→ Work task
Each record must be printed exactly as given.

→ Excerpted data
┄┄┄┄┄┄
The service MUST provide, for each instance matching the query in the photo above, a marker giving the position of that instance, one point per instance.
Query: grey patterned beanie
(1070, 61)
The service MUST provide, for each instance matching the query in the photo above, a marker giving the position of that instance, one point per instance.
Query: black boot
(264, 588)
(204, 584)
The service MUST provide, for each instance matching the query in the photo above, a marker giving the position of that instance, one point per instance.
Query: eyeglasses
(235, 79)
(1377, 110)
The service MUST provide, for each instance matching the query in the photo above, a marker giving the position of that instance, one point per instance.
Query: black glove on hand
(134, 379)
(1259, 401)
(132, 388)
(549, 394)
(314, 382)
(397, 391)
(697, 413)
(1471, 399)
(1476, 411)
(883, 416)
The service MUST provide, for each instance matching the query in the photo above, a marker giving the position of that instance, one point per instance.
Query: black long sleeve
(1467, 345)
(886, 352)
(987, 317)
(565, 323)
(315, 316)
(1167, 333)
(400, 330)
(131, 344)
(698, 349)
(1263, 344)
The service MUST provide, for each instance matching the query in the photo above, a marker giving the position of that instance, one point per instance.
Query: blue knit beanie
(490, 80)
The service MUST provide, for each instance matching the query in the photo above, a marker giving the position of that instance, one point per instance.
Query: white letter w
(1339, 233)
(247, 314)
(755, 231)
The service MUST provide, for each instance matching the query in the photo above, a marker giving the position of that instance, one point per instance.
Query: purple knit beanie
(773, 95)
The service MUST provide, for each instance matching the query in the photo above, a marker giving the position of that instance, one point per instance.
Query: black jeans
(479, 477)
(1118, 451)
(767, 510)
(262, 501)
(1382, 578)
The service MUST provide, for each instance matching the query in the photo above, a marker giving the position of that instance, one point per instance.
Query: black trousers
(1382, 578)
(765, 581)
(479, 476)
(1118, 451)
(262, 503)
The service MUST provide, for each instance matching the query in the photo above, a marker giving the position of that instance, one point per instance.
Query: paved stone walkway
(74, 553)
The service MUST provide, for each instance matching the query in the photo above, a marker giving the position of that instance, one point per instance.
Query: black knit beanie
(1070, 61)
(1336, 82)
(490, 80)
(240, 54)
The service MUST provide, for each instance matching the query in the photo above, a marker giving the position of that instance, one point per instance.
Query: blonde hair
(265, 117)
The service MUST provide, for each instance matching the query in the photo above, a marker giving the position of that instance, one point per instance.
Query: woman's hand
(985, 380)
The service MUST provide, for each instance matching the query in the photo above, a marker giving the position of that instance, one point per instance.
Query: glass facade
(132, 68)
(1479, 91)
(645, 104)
┄┄┄┄┄┄
→ Solution to this task
The service MUST provide, for each instance matching the query in the photo above, a marker giving the position of that instance, one point per instance.
Query: grey patterned beanie
(1070, 61)
The service MUST provide, for each instance matching the query in the photo above, a marker giving the position of that instance, one point per instance.
Query: black boot
(264, 588)
(204, 584)
The service MUST provide, for each instance matching the query in the photo above, a marker giving the position of that instance, one point per instance.
Query: eyeglasses
(235, 79)
(1377, 110)
The service MUST provide, for each instance matching the query in the photo above, a marker giving the position of that instance, one point per instance.
Query: black glove on hand
(134, 379)
(1259, 401)
(132, 388)
(549, 394)
(314, 382)
(397, 391)
(697, 413)
(1471, 399)
(1476, 411)
(883, 416)
The service MUST provide, for each instance matching the query in the photo above, a marker giving the position of that instance, one point per instance.
Query: black long sleeve
(1467, 345)
(886, 352)
(987, 317)
(565, 323)
(315, 316)
(1167, 333)
(400, 330)
(131, 344)
(698, 349)
(1263, 344)
The service MUST provide, for each instance matching the query in the photo above, a marker giving the position of that instance, one point per instance.
Query: blue knit beanie
(490, 80)
The service MUST provide, for each instance matching the query in the photo above, a marker giving the position of that instance, one point per instance.
Query: white letter w
(1339, 233)
(247, 314)
(755, 231)
The service MUST provide, for each instance matching the query in the photo above, a marker giving the position of that instance, one point per instance.
Query: purple knit beanie
(773, 95)
The service MUST provide, for each instance matching the query in the photo above, a marker giving the position of that instance, one point per instance.
Query: black jeans
(479, 477)
(1118, 451)
(767, 510)
(262, 501)
(1382, 578)
The service MUST provide, for each instance matching the query in the photo above, a marker giving the position of that instance, one point per instance.
Query: black trousers
(1382, 578)
(765, 581)
(479, 476)
(1118, 451)
(262, 503)
The service MUST provide, for each instance matching the query in the photo above, a marker giving the position of that instance, one point per instance.
Query: paved stone walkway
(74, 553)
The service MUST provide, for each instance matching the query in the photo above, a marker giving the position of that instance, one point per instance.
Query: black knit beanie
(1070, 61)
(1336, 82)
(490, 80)
(240, 54)
The service MUST provide, for each instance matching the query in the photo above, a marker giving the position of that instance, one point per instance.
Query: blonde hair
(265, 117)
The service MUST provide, for each instance matching the query in the photo above, a marker giving the position of that instance, one point per instance.
Query: woman's hand
(985, 380)
The service MUST provide, for each instance matching the query in the photo above, a marker giving the position of that instance, one point per instance.
Query: glass facade
(132, 68)
(1479, 91)
(645, 104)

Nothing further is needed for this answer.